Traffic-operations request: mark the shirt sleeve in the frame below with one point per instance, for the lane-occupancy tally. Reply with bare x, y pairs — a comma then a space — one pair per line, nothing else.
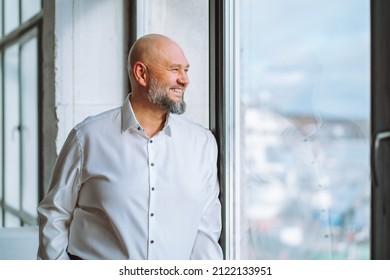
206, 246
55, 210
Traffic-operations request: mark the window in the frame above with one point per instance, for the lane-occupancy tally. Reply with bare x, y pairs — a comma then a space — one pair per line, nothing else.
297, 114
19, 131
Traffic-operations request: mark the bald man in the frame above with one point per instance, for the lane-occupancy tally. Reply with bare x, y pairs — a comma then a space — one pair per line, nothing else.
139, 181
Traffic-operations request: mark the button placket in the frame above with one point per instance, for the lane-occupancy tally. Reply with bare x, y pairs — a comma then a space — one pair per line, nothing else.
152, 193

************

**YOUR INSTRUCTIONS**
Transcribe the whole listing exactly. Pictures are excluded.

**SOLUTION FOR THIS EXERCISE**
Traffic-operations request: mark the shirt sleeve in the frame below with one point per instance, for the lane-occupancy tally. Reply with bare x, y pairs — a comma then a space — one pair per line, nothing else.
206, 246
55, 210
Traffic-operations request: mark the window in the frame above with one point per instance, for the lane-occupancy tally. Reply with bare x, y pairs — a comma then a space — one pair per line, nothing else.
297, 114
19, 131
Traffic-operations request: mark the bald man in the frame above with one point per instance, for the lane-occupancy tally. Reply with bare x, y pairs — a comma then a space — one pair per line, nothing else.
139, 181
Traffic-operations request: mark the button placket in the frame above with one point per instance, for the lane-occupancy tally. Reply with bare x, y pairs — a comma then a space — one pair per line, nothing else.
152, 193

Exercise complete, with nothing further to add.